> _Given exercise_:
Reproduce verbatim the lines of the records below, from the line containing "of the exposed" through the end of the records, both ends included. Omit the pictures from the output.

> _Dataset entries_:
• • • • •

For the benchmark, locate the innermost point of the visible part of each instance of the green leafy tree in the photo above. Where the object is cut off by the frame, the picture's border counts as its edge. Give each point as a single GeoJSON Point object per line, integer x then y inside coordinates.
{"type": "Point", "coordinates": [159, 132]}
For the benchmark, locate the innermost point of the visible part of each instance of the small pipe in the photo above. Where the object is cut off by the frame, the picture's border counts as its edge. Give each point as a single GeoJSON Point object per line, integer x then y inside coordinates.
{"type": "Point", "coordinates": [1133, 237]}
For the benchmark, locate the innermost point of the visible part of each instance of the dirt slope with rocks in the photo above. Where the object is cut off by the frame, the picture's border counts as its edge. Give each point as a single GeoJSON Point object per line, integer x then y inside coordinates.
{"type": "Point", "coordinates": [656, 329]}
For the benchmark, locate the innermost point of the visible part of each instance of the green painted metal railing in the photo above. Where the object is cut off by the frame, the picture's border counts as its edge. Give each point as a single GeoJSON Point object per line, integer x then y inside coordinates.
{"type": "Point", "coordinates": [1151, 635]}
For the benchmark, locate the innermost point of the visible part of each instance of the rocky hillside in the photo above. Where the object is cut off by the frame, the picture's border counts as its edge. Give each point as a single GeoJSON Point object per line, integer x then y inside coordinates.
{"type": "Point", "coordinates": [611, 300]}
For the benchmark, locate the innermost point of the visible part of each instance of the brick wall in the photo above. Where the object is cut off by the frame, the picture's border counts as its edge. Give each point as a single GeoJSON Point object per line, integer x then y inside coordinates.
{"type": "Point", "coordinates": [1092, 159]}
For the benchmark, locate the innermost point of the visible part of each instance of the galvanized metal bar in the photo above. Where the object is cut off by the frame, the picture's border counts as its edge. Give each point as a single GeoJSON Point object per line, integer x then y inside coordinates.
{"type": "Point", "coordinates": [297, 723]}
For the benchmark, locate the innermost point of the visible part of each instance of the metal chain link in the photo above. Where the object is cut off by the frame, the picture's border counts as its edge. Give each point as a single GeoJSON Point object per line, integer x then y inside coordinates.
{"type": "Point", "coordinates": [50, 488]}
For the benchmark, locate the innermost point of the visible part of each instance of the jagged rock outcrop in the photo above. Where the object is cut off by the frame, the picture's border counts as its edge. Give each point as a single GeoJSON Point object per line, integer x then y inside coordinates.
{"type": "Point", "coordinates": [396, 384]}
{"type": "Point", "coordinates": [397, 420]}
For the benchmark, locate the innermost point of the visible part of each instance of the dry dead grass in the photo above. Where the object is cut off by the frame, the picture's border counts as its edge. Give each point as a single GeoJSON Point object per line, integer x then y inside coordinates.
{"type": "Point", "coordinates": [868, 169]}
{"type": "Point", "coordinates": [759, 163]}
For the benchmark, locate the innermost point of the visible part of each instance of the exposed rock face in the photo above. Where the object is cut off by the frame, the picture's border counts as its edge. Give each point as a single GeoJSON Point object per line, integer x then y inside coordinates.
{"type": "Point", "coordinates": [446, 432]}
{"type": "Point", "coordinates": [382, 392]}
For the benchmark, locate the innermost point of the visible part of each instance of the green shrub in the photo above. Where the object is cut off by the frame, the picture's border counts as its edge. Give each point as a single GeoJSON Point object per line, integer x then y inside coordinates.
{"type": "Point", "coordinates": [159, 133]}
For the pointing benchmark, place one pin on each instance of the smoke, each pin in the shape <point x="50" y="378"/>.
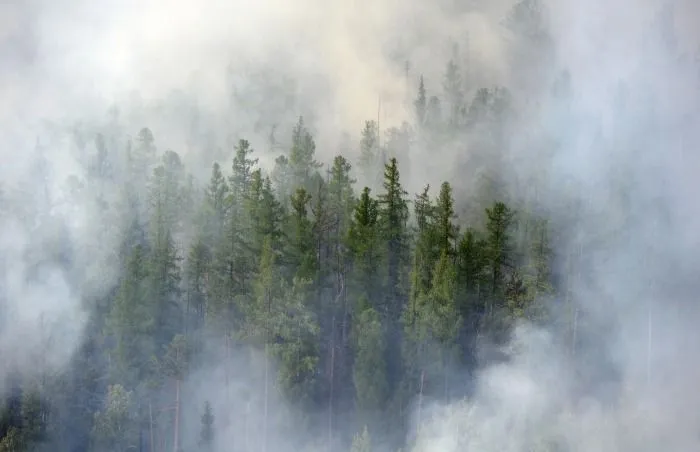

• • • • •

> _Answer below_:
For the benchmark, locate the innermost point of the visible part of each instance of the exposed rock face in the photo above. Where the object is cut off by the frame, the picture's border counts as its edge. Give each point as a single GeoJSON Point object per line, integer x then y inside coordinates.
{"type": "Point", "coordinates": [446, 432]}
{"type": "Point", "coordinates": [382, 392]}
For the benchmark, locate the innermost point of the visible part of each instance of the green shrub in the photo above. Where the object is cut off by the frame, the picture's border counts as its edge. Give each point as a single GeoJSON Point object per line, integer x then y inside coordinates.
{"type": "Point", "coordinates": [159, 133]}
For the pointing benchmark, place one pin on each instance of the smoke, each pin in the shape <point x="50" y="378"/>.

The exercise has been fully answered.